→ **Trecho**:
──────────

Depois de sete anos de estudos em Deventer, em 1399 ele foi visitar seu irmão, que naquele ano havia sido eleito prior do recém-fundado mosteiro do Monte Santa Agnes, perto de Zwolle. Foi aceito nessa comunidade como aspirante à vida monástica, participando ativamente de sua vida devocional e intelectual. Em 1406, foi formalmente admitido na Congregação dos Cônegos Regulares de Santo Agostinho, recebendo o hábito branco, e dois anos mais tarde assumiu os votos religiosos. Foi ordenado ao sacerdócio em 1413 e eleito subprior da comunidade em 1425. Como tal, não somente se tornou assistente do prior, mas também foi incumbido de instruir os aspirantes e noviços na vida religiosa. Foi nessa época que teria escrito os quatro tratados que constituem Imitação.

À exceção de um exílio de três anos (1429-1432), ele passou o restante de sua longa vida no Monte Santa Agnes. Escreveu muitas outras obras devocionais, entre as quais O solilóquio da alma, Sobre os três tabernáculos, Orações e meditações sobre a vida de Cristo, A elevação da mente, O jardim de rosas, Sobre a solidão e o silêncio e Sermões aos noviços. Também produziu biografias de Gerard Groote e Florêncio Radewijns. Estava escrevendo a história do mosteiro do Monte Santa Agnes quando faleceu em 1471, com pouco mais de 90 anos.

──────────

Extraia do trecho, sem nenhuma alteração, a parte que começa em "À exceção de" e termina em "de 90 anos.".

──────────

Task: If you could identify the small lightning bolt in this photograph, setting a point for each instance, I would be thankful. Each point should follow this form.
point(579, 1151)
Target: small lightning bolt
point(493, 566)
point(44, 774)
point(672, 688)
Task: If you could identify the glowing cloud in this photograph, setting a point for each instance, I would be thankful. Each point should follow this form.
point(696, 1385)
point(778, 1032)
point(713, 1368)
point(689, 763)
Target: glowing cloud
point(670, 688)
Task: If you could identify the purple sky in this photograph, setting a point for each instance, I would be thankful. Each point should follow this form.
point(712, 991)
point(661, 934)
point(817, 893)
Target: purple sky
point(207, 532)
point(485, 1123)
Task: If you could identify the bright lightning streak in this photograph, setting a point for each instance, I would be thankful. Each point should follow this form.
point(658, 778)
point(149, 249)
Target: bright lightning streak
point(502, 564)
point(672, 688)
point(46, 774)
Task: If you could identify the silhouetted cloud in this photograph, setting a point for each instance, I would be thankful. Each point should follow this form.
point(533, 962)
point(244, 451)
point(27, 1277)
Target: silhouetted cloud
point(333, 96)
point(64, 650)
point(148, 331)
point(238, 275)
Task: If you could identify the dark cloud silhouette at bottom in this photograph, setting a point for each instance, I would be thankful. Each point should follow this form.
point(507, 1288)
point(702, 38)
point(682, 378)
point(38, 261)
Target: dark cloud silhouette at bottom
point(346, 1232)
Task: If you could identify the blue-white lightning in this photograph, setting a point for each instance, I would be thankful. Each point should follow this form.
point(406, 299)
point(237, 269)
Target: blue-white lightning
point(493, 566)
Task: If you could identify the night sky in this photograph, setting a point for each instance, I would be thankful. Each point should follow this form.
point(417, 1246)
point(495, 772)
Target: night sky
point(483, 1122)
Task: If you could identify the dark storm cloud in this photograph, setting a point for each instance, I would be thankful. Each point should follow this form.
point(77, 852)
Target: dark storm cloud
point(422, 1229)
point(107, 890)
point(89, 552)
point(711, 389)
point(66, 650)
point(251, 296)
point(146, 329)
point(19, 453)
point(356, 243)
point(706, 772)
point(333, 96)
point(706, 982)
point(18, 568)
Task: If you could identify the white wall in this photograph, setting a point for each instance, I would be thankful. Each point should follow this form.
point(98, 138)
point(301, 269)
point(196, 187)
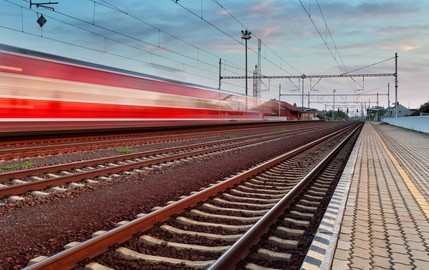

──────────

→ **Resposta à tarefa**:
À exceção de um exílio de três anos (1429-1432), ele passou o restante de sua longa vida no Monte Santa Agnes. Escreveu muitas outras obras devocionais, entre as quais O solilóquio da alma, Sobre os três tabernáculos, Orações e meditações sobre a vida de Cristo, A elevação da mente, O jardim de rosas, Sobre a solidão e o silêncio e Sermões aos noviços. Também produziu biografias de Gerard Groote e Florêncio Radewijns. Estava escrevendo a história do mosteiro do Monte Santa Agnes quando faleceu em 1471, com pouco mais de 90 anos.